++++ FRAGMENTO SELECCIONADO

¿Es la humanidad suicida?
El título de este artículo corresponde al de un ensayo escrito por el doctor Eduard Wilson y publicado en la New York Times Magazine del 30 de mayo de 1993.
Wilson es un connotado biólogo y prolífico escritor, profesor de la Universidad de Harvard y uno de los científicos más prominentes de nuestro tiempo.
Casi tres décadas después, la interrogante y las razones por las cuales Wilson la planteó parecen ser aún más pertinentes, al acrecentarse la prueba científica de que las actividades humanas están acelerando, a escala global, una alteración profunda de las condiciones que han propiciado la vida en la Tierra.
El que esa transformación afecta la biodiversidad, de cuyos servicios básicos dependemos —agua, alimentos, materias primas, clima estable—, es un hecho reconocido y aceptado por muchos, pero, igualmente, negado, rechazado, minimizado o ignorado por otros tantos.
Lo anterior, a pesar de la solidez de la investigación científica que lo respalda y que todos debemos conocer.
El meollo del problema está en el contenido del informe científico presentado en mayo durante la reunión del Convenio para la Diversidad Biológica de las Naciones Unidas y que La Nación trató en un editorial reciente, titulado “Un informe aterrador” (La Nación, 7/5/2019).
Causa antropogénica. El estudio documenta cómo las actividades humanas tienen en peligro de extinción cerca de un millón de especies de plantas y animales, de un estimado de, por lo menos, cinco millones de microorganismos excluidos, que se sumarían a la quinta parte ya desaparecida de las especies sobre la Tierra hace un siglo.
Entramos de lleno en la sexta extinción masiva de la biodiversidad en un lapso de 500 millones de años. Aunque en esos eventos la mayoría de las especies desaparecieron, algunas sobrevivieron porque lograron adaptarse a los cambios y, cuando las condiciones ambientales lo permitieron, mediante un proceso evolutivo de millones de años, dieron origen a nuevas variedades.
Las circunstancias de las cinco extinciones anteriores fueron todas de naturaleza físico-geológicas, las cuales cambiaron severamente el clima mundial. La causa de la sexta somos nosotros, los humanos.
Resultado del exceso. Tardamos más de dos millones de años en alcanzar una población de 1.000 millones, en 1804, y ya en el 2015 éramos cerca de 7.500 millones. La creciente demanda de recursos para satisfacer a toda costa las necesidades básicas, los excesos y desperdicios de esa descomunal cantidad de gente, aunado al modelo de desarrollo seguido, colapsó la capacidad de la Tierra para satisfacer los requerimientos.
Parte del problema radica en la desigualdad en las condiciones de vida: el 1 % de la población concentra el 45 % de la riqueza y un 11 % vive en la pobreza extrema.

++++++++
++++ DATOS SIN PROCESAR

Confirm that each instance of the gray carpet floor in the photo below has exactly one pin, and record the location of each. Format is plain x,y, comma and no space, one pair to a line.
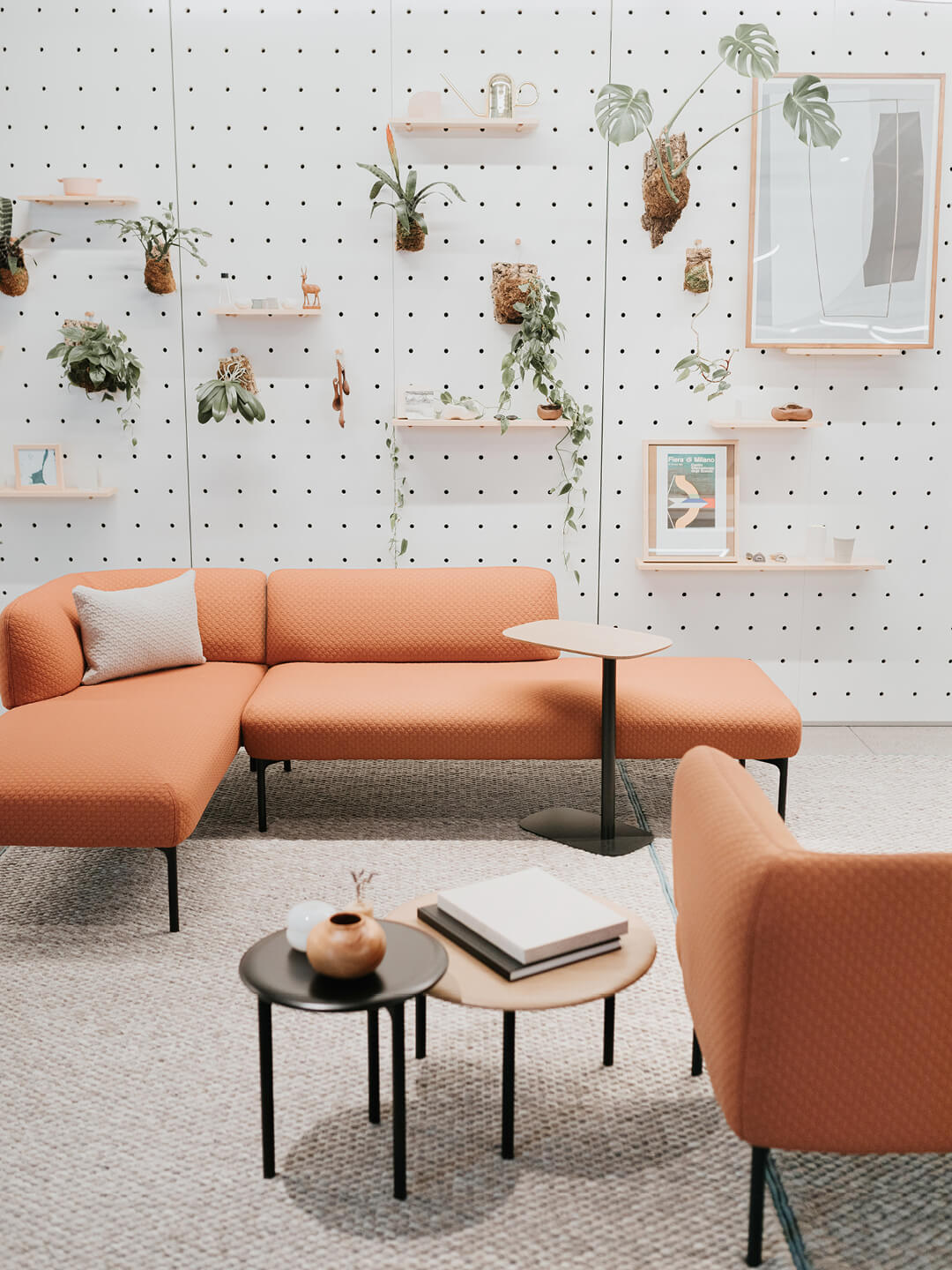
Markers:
129,1065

++++++++

__TAREAS__
1/ Según el fragmento seleccionado, ¿en qué revista y en qué fecha se publicó el ensayo de Eduard Wilson?
2/ Indica si cada afirmación concuerda con el fragmento seleccionado y respalda tu respuesta con las palabras exactas del texto: (a) Las cinco extinciones anteriores tuvieron causas físico-geológicas. (b) La población humana llegó a 1.000 millones en 2015. (c) El 1 % de la población concentra el 45 % de la riqueza.
3/ Convierte en una lista breve el párrafo del fragmento seleccionado que empieza con "Resultado del exceso". Conserva sus datos principales.

__RESPUESTAS DEL EJERCICIO__
1/ En la New York Times Magazine del 30 de mayo de 1993.

2/
(a) Sí: "Las circunstancias de las cinco extinciones anteriores fueron todas de naturaleza físico-geológicas".
(b) No: "Tardamos más de dos millones de años en alcanzar una población de 1.000 millones, en 1804".
(c) Sí: "el 1 % de la población concentra el 45 % de la riqueza".

3/
- La humanidad tardó más de dos millones de años en alcanzar los 1.000 millones de personas, cifra que se alcanzó en 1804.
- En 2015 la población ya era de cerca de 7.500 millones.
- Tres factores colapsaron la capacidad de la Tierra para satisfacer los requerimientos: la creciente demanda de recursos, los excesos y desperdicios de tanta gente y el modelo de desarrollo seguido.